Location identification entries

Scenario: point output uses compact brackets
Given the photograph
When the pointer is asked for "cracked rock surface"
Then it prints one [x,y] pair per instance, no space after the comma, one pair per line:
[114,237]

Requirement
Lay out every line of the entries above as a numbered list, skipping any blank lines.

Output of the exercise
1. Scenario: point output uses compact brackets
2. Given the photograph
3. When the pointer is asked for "cracked rock surface"
4. Then it prints one [x,y] pair per instance, no space after the comma, one pair per line:
5. [114,237]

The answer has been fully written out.